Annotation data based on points
= = = =

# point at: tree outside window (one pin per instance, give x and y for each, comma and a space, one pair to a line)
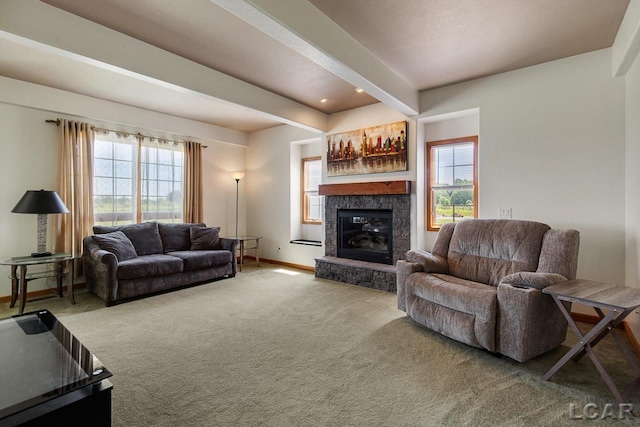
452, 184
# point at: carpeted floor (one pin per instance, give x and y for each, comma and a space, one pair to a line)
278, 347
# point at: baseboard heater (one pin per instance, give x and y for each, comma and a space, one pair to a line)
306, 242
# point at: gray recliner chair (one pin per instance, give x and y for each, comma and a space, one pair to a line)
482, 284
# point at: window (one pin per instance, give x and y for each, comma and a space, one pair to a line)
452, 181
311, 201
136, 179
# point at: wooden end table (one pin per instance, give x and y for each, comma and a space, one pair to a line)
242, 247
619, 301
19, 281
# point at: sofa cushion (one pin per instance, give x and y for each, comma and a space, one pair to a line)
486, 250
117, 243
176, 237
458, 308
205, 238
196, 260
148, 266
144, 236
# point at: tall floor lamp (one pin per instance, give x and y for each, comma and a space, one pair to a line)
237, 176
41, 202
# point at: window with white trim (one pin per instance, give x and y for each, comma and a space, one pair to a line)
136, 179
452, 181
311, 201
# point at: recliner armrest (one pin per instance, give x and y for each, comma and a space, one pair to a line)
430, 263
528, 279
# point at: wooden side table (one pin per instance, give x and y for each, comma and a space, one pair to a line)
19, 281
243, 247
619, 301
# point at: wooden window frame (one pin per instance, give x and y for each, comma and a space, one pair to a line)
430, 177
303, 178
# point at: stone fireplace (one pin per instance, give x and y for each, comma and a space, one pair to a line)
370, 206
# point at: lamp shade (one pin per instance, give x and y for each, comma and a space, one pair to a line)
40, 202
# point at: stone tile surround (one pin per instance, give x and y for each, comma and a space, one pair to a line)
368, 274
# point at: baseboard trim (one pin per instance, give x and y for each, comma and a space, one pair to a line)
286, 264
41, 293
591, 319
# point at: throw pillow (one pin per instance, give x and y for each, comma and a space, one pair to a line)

= = = =

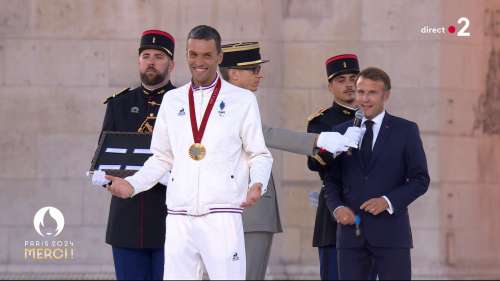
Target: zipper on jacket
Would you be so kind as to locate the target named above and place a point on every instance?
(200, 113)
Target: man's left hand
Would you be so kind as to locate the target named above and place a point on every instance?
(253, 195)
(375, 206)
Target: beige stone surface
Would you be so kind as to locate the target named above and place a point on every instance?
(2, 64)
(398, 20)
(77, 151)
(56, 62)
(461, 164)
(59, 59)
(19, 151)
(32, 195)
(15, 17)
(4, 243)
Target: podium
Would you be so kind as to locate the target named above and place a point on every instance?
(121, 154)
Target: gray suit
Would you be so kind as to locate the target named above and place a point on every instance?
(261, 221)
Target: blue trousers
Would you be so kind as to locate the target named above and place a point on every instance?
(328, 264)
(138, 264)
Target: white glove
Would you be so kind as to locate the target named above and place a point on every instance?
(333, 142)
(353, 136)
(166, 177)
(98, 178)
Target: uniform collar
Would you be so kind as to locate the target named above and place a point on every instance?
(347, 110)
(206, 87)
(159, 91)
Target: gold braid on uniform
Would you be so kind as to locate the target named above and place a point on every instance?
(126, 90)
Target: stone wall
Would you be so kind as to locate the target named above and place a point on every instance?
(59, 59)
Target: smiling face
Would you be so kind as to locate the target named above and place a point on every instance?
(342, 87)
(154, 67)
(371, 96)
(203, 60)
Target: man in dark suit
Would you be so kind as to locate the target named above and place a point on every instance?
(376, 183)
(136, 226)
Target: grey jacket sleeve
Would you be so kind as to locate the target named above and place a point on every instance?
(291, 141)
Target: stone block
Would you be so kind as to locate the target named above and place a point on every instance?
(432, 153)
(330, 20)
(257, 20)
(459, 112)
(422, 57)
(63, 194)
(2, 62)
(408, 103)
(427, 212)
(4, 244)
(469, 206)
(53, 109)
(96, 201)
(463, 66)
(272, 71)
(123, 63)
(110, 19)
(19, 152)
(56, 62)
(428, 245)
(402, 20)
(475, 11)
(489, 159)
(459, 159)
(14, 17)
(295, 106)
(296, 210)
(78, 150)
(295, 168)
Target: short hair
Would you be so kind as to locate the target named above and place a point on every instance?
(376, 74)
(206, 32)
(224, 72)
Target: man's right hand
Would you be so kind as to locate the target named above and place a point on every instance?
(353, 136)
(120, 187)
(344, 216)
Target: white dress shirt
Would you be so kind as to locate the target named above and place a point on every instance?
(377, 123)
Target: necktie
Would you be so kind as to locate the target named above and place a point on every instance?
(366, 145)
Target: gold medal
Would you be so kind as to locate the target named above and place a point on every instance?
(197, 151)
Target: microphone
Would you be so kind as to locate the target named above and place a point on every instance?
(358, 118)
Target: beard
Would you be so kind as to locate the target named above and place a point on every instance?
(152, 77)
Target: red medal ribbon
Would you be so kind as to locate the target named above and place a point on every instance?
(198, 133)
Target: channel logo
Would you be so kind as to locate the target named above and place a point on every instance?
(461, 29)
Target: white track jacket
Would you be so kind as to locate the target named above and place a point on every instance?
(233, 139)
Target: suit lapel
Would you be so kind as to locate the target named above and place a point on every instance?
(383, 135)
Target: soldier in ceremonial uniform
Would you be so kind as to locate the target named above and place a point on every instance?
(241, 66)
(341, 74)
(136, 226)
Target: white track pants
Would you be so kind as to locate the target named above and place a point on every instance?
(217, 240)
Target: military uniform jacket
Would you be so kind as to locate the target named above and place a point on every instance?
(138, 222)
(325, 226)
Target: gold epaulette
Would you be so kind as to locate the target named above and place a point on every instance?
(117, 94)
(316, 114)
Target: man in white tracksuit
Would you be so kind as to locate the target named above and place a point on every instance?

= = = =

__The task__: Please count the lines in the entries above that contain the string "trim", treating uppercase and lowercase as different, and give only the number.

__Finished exercise__: 2